Point-based annotation data:
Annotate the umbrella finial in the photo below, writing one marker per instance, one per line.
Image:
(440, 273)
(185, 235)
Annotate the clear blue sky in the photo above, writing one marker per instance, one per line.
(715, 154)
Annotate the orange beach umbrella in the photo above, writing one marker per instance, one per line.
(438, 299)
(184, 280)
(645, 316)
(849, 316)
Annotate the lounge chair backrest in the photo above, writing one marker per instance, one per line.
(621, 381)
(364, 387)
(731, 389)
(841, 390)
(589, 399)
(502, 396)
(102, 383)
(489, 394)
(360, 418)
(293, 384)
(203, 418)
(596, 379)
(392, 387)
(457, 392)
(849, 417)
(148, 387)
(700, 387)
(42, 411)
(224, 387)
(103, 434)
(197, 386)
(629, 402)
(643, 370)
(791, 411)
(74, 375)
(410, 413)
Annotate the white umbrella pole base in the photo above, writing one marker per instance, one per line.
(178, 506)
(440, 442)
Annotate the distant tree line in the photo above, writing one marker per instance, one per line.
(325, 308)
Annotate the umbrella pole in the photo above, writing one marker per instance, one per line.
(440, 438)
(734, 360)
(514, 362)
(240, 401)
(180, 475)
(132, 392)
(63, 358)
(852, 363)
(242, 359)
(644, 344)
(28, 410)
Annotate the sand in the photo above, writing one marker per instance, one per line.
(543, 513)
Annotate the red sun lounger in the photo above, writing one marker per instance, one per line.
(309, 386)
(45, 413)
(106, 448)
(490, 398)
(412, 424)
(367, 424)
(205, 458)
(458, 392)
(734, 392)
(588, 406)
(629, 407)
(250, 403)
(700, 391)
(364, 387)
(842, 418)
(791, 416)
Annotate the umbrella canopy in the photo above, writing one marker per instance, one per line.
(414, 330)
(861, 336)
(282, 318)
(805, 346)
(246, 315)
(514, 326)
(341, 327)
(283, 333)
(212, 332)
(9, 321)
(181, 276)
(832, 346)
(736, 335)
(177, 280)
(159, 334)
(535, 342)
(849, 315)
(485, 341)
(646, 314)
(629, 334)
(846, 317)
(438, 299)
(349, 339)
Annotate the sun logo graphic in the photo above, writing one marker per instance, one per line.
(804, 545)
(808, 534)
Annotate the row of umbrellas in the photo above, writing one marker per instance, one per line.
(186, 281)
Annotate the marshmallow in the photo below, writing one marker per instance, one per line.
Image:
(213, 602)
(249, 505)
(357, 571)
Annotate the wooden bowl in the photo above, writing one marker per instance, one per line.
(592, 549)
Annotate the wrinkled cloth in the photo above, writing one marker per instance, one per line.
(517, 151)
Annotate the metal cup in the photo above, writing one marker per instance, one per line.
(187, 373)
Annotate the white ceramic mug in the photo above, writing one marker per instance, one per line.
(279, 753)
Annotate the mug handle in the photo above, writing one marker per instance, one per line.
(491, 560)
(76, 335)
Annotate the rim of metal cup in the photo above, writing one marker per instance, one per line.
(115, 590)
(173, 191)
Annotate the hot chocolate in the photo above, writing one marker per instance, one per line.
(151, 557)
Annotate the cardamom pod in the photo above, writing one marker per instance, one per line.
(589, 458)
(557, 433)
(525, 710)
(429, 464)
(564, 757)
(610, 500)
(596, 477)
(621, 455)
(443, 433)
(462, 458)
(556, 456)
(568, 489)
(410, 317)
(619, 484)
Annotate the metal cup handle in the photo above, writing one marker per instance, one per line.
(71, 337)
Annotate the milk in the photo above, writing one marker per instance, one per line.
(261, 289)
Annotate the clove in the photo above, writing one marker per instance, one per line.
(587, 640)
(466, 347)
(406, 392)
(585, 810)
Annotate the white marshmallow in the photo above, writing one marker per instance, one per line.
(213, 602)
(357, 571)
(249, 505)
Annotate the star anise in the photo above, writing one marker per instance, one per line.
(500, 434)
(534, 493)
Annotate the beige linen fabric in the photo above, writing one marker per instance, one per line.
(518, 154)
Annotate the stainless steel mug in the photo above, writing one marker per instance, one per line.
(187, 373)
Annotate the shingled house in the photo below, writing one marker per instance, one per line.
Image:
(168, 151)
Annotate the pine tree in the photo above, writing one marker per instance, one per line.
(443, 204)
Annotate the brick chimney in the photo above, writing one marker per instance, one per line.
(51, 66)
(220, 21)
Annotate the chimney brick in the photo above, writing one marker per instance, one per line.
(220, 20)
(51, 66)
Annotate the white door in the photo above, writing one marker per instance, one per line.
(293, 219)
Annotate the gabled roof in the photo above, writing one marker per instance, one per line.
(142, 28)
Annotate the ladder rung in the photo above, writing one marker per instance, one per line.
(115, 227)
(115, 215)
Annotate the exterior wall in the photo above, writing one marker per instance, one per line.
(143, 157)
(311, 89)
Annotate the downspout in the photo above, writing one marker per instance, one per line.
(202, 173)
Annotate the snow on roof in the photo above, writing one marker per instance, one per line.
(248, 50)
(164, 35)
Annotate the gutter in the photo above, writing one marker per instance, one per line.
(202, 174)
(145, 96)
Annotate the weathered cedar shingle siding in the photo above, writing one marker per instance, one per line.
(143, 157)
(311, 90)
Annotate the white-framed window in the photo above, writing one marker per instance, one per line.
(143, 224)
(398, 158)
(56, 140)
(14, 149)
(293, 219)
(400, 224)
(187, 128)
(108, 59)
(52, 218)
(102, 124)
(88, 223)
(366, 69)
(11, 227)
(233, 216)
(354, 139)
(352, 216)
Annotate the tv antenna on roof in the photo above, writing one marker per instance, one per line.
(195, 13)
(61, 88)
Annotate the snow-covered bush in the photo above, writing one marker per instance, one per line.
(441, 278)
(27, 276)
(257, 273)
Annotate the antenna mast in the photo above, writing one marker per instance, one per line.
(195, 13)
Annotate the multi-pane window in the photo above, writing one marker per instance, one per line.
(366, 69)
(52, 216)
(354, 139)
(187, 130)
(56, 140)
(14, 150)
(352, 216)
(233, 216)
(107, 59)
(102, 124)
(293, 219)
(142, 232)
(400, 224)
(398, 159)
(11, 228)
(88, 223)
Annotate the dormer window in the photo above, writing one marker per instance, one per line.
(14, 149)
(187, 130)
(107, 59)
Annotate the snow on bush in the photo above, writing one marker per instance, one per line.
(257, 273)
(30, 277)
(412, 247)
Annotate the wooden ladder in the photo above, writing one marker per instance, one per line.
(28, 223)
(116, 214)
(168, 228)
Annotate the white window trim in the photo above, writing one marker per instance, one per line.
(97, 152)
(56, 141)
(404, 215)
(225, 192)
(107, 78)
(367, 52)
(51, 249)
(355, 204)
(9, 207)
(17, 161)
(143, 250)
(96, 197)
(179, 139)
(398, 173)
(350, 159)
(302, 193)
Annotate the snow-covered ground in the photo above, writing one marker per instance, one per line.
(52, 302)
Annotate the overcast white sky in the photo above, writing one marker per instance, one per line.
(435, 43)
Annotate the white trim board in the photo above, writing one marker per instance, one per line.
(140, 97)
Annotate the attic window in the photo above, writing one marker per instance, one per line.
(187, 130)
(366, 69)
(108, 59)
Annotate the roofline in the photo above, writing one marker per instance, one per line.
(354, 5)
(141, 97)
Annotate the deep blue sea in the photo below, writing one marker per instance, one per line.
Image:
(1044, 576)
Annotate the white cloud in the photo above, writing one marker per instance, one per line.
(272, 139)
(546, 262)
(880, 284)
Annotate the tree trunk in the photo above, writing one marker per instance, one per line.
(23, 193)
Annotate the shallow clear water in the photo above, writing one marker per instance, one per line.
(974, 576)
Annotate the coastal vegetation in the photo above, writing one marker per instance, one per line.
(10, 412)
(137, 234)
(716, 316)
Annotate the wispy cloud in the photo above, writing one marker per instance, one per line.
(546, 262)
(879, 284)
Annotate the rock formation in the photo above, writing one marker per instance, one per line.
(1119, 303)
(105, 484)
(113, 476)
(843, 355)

What the exercise asks: Copy out the lines starting at the one containing "Annotate the snow on bush" and ending with the last line of the entries. Include nothing else.

Task response:
Annotate the snow on bush in the photo above, writing one marker per instance, one per line.
(257, 273)
(30, 277)
(412, 247)
Annotate the wooden ladder in the photo above, writing one marker per instance, one per line.
(28, 223)
(116, 214)
(168, 228)
Annotate the white window trim in the photo above, writing one marker per instance, one per line.
(97, 152)
(56, 141)
(404, 215)
(225, 192)
(107, 78)
(367, 52)
(51, 249)
(355, 204)
(9, 207)
(17, 161)
(143, 250)
(96, 197)
(179, 139)
(398, 173)
(350, 159)
(302, 193)
Annotate the snow-covered ground in the photo above, writing one marker per instance, one per line.
(52, 302)
Annotate the overcast white sky in the photo above, writing one marker per instance, one per line.
(435, 43)
Annotate the white trim board in the photo above, writing one marker per instance, one per line.
(140, 97)
Annotate the attic window in the photo above, writing one marker per instance, one per line.
(187, 130)
(366, 69)
(108, 59)
Annotate the roofline in the photo above, writing one marker per instance, one per line.
(354, 5)
(141, 97)
Annotate the deep blue sea in the photo below, writing one marker per instance, one per line.
Image:
(1044, 576)
Annotate the white cloud in the photo above, writing one marker per instance, one per line.
(272, 139)
(546, 262)
(880, 284)
Annotate the tree trunk in the photo above, writing one marker per instance, one per line.
(23, 193)
Annotate the shallow clear water in the photo above, writing one marker per instance, one per line.
(974, 576)
Annotate the coastal vegetation in the photo above, writing one marker per instance, one per line.
(10, 412)
(137, 234)
(716, 316)
Annotate the wispy cloud in the photo above, writing one marker per instance, one per line.
(546, 262)
(879, 284)
Annotate the rock formation in the photo above, writing one marker per instance, one per line.
(1119, 303)
(105, 484)
(113, 476)
(843, 355)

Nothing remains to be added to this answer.